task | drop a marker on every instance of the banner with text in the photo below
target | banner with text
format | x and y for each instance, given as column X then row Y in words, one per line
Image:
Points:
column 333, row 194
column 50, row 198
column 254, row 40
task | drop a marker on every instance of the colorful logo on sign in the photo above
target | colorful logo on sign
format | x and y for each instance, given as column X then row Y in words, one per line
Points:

=== WORK INSTRUCTIONS ===
Copy out the listing word for word, from its first line through the line containing "column 50, row 198", with both ends included.

=== SOLUTION FOR THIS TASK ===
task | drop a marker on every instance of the banner with text in the photo below
target | banner with text
format | x and y for each instance, given as column X then row Y in words, one per line
Image:
Points:
column 333, row 194
column 50, row 198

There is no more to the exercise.